## REQUESTS
a: In the storm data processing text, copy the passage starting at "To try: Using" and ending at "prevent future duplicates.", renaming "duplicates" to "repeated records" throughout.
b: According to the storm data processing text, how many days does the span surrounding each storm cover?
c: Pick up the storm data processing text after its last sentence and keep writing it.

## SOURCE EXTRACT
_ _ _ _ _ _ _

Storm Tracker | Mobility Impact | Storm Stats | City Boundaries | Data Processing | Impact Charts | Refinements

Data Processing

A backup of the Postgres database prepared for this study resides in an Amazon RDS > Snapshot within LH account.

After capturing data from Twitter, the following steps are used to pre-process Twitter geotagged records for mobility studies to allow for fast searches and visual analytics.

Pre-processing occurs in PostgreSQL using an imported CSV file containing an id, latitude, longitude and created date. The following steps are preliminary to generating CSV output with 5-day norm-to-impact data, 6 displacement step tiers, and daily radius of gyration calculations for a 33-day span surrounding each storm.

To try: Using the Query Editor for Aurora Serverless


A. Import and Prep Data within PostgreSQL

In the first three steps, data is merged and duplicates in the source data are removed. The process then adds local times (including daylight savings time), position geometry (geom) for the current location and prior post location. The geom is used to calculate the displacement distance traveled between posts (within days starting at 3am), and a universally unique ID (guid) is added to prevent future duplicates.

_ _ _ _ _ _ _

Entries from a point annotation set:
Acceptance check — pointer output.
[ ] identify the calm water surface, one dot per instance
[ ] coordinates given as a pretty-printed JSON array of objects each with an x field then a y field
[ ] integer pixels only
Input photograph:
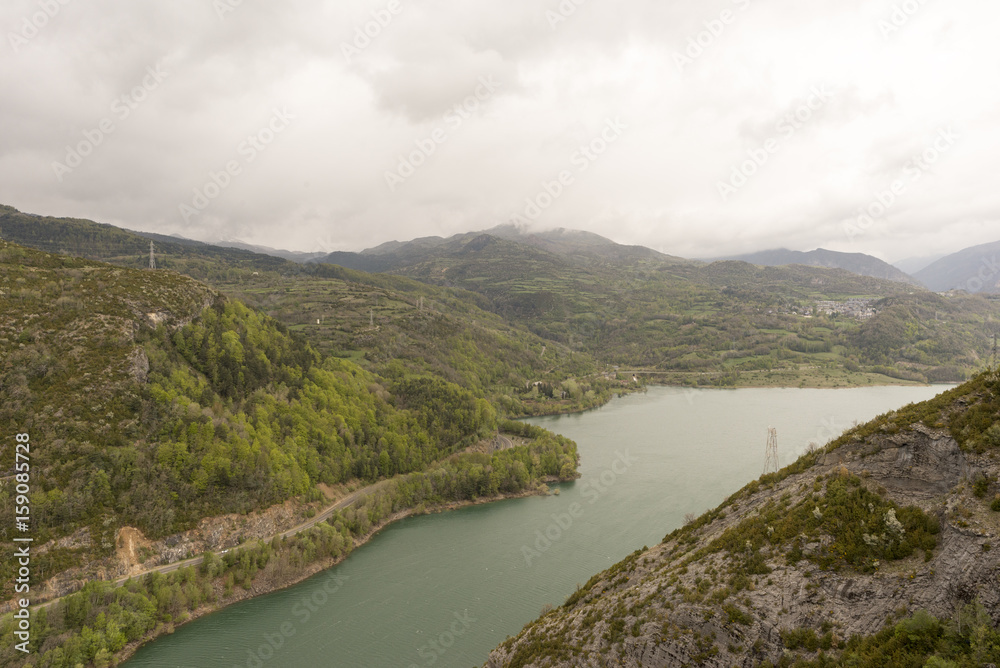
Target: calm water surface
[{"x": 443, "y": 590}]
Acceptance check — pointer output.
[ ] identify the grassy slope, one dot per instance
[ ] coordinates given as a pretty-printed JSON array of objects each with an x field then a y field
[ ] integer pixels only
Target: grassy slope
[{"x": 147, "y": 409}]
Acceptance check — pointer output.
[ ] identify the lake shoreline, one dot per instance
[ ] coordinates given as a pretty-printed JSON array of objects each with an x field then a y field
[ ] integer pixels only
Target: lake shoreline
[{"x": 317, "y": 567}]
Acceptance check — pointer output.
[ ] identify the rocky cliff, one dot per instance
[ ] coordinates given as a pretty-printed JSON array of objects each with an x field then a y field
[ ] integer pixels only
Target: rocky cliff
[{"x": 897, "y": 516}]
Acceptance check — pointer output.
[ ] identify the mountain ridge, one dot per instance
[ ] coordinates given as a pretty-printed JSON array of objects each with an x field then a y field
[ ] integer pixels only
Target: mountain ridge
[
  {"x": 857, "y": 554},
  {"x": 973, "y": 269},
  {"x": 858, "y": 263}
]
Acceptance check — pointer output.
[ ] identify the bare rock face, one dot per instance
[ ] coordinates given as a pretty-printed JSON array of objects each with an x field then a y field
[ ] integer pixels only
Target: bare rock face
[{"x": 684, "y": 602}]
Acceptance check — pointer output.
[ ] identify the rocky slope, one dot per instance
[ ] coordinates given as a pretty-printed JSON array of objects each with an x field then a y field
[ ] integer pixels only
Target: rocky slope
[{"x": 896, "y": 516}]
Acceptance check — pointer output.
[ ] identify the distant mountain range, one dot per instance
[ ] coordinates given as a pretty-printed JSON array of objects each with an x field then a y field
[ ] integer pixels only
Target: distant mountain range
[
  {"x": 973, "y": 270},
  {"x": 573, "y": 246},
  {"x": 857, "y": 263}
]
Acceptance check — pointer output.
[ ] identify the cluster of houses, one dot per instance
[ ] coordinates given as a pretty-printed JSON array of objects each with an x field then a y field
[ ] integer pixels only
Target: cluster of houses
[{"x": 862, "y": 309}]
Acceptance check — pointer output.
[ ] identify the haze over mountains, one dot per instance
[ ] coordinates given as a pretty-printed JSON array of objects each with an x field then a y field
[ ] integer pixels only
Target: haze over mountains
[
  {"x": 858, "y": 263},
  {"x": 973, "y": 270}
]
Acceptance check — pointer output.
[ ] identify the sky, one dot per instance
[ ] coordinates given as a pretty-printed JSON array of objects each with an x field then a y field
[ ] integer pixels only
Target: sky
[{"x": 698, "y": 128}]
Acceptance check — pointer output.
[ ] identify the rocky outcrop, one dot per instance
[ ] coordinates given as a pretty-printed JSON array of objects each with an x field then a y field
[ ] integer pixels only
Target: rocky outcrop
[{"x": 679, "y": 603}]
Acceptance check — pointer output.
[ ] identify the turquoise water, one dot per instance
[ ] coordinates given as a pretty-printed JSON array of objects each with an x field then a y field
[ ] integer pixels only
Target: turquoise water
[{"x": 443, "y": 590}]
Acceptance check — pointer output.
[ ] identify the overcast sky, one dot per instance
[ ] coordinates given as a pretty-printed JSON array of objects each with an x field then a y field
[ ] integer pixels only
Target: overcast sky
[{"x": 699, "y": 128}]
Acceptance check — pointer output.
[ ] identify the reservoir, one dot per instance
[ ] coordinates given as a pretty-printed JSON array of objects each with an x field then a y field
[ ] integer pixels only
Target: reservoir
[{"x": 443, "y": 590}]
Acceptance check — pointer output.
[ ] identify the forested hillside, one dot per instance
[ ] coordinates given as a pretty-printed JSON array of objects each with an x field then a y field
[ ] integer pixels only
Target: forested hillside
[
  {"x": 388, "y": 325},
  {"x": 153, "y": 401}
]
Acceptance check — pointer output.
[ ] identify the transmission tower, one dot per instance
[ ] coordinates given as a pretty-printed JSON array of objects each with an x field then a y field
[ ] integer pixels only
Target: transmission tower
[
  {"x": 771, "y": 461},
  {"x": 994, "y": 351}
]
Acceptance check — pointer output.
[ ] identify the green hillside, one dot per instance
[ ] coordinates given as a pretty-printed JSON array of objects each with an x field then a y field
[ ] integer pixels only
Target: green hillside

_ _ _ _ _ _ _

## FINAL RESULTS
a:
To try: Using the Query Editor for Aurora Serverless


A. Import and Prep Data within PostgreSQL

In the first three steps, data is merged and repeated records in the source data are removed. The process then adds local times (including daylight savings time), position geometry (geom) for the current location and prior post location. The geom is used to calculate the displacement distance traveled between posts (within days starting at 3am), and a universally unique ID (guid) is added to prevent future repeated records.

b: 33 days

c:
1. CREATE A NEW TABLE

Generate table with script, then import and merge multiple months and any missing days. AWS recommends managing PostgreSQL database using the client app pgAdmin, which includes CSV import and export tools.

CREATE TABLE public.matthew_jacksonville
(
    twitter_uid bigint NOT NULL,
    created TIMESTAMPTZ,
    longitude real,
    latitude real
)
WITH (
    OIDS = FALSE
)
TABLESPACE pg_default;
ALTER TABLE public.matthew_jacksonville
    OWNER to dataportal;

-- Refresh your table list after creating new table

When importing a Twitter CSV file from a Northeastern University Mongo export , use the following script. The rows provided are: id, user_id, lon, lat, created_at, text. The "created" column is in text format initially to match the data source.

-- FOR DATA PROVIDED BY NORTEASTERN UNIVERSITY
CREATE TABLE public.matthew_jacksonville 
(
    id bigint NOT NULL,
    twitter_uid bigint NOT NULL,
    longitude real NOT NULL,
    latitude real NOT NULL,
    createdText text NOT NULL,
    text text
)
WITH (
    OIDS = FALSE
)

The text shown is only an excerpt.